Saved entries:
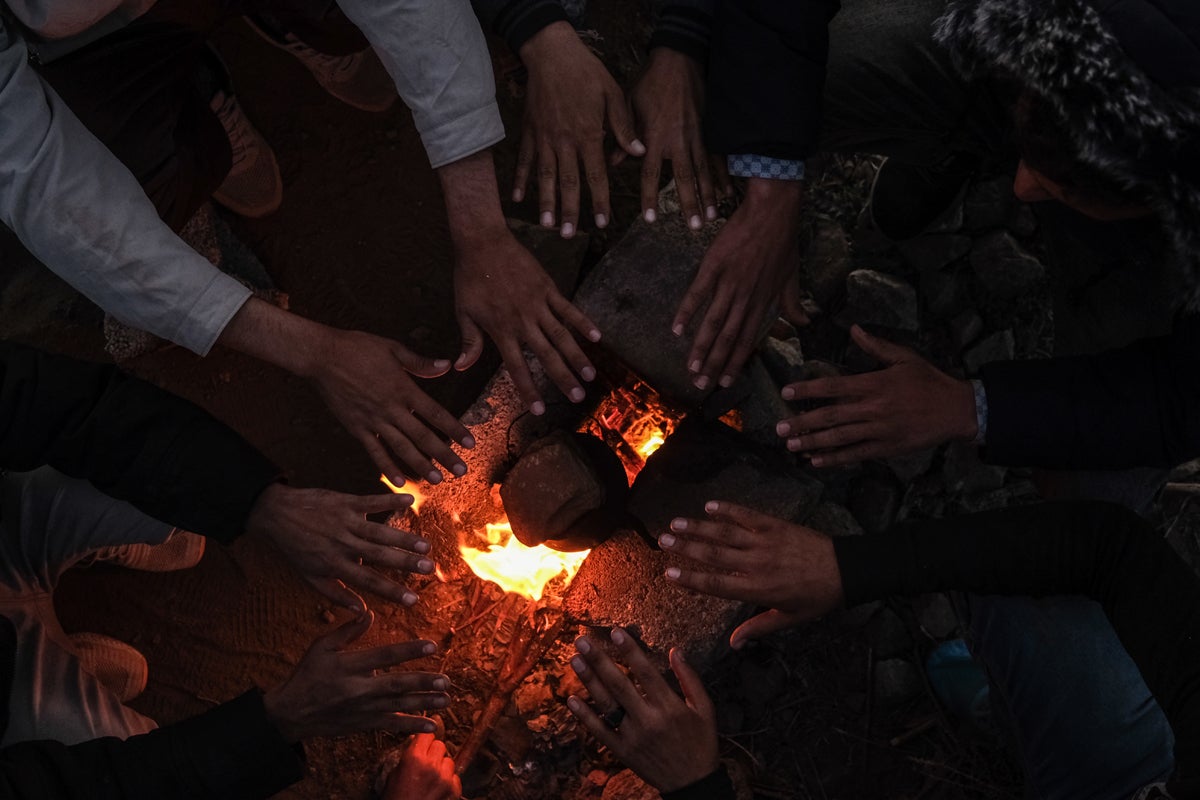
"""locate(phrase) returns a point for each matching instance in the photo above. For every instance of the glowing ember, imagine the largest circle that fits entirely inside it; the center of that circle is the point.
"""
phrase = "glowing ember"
(408, 488)
(515, 567)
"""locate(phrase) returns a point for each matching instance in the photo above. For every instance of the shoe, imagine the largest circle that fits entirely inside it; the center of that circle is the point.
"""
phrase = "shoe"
(180, 551)
(119, 667)
(358, 79)
(253, 186)
(906, 199)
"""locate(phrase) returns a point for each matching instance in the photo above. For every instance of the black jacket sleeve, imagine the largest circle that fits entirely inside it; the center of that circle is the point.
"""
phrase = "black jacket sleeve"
(1132, 407)
(232, 752)
(1101, 551)
(766, 76)
(132, 440)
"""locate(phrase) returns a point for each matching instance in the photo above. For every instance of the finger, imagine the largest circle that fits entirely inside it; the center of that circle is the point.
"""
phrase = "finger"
(595, 726)
(648, 677)
(693, 687)
(652, 173)
(761, 625)
(390, 655)
(472, 343)
(598, 182)
(525, 166)
(601, 671)
(547, 185)
(569, 191)
(879, 349)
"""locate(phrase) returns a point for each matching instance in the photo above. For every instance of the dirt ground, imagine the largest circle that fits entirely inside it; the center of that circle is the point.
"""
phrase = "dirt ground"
(360, 242)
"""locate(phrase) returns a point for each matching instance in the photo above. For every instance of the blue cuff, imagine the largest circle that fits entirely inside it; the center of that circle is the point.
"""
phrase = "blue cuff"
(981, 411)
(780, 169)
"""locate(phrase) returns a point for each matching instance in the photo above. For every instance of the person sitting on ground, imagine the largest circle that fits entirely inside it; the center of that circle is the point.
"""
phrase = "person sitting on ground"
(101, 463)
(78, 209)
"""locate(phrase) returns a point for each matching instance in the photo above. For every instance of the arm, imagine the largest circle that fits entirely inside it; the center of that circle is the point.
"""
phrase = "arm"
(1137, 405)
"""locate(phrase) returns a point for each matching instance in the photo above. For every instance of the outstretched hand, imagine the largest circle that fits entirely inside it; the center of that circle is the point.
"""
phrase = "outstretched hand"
(336, 692)
(741, 277)
(905, 407)
(503, 290)
(330, 542)
(670, 741)
(756, 558)
(570, 100)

> _EXERCISE GOAL_: Copy out each line of the data that holds the string "imagine".

> _RESULT FOR THIS TASK_:
"""locate(phrase) returns a point for each matching instance in the photo above. For every instance of the glowing ember, imagine the largest circle that fits entirely inside it; the center of that circle is the point.
"""locate(phrase) returns a point for each matching instance in the photo above. For every instance of the shoe, imagine the largest circle that fits entirely inside it; the center of that circle is the point.
"""locate(phrase) returns a point for each matching instance in the photo above. For every instance of the black jacket sleeve, imagine the largest circle that fits entirely inside it; the center of that circle is the point.
"""locate(phrase) returns a point for each matching instance in the photo above. For every instance of the finger, imagine the largest circle that fits entirely inside it; the center of that circle is the point.
"""locate(phrase) returns a point for each matching instance in the photo above. For every instance of the dirt ground, imagine the largest circle that fits entirely inside it; the center of that circle is the point.
"""locate(phrase) returns a point for each matching instance in the photo above. For every instance of the blue cuff, imagine the largest circle that fits entirely inside it; the center of that circle is the point.
"""locate(phrase) returns a point for each matching instance in the photo above. For every instance of the person sitting on ground, imagine the largest circle that fits entirely inside it; the center of that circle is the point.
"""locate(phrase) returns a point for each matching instance in the photo above. For every instance of the arm, imagine the largest circle that fits entirely inside it; the center of that circle is the point.
"""locate(phrase) returns a point for each matching instance in the photo above. For every instance of the outstretched hand, imagine the largest circle that fits entirely inside it; the center of that circle is the point.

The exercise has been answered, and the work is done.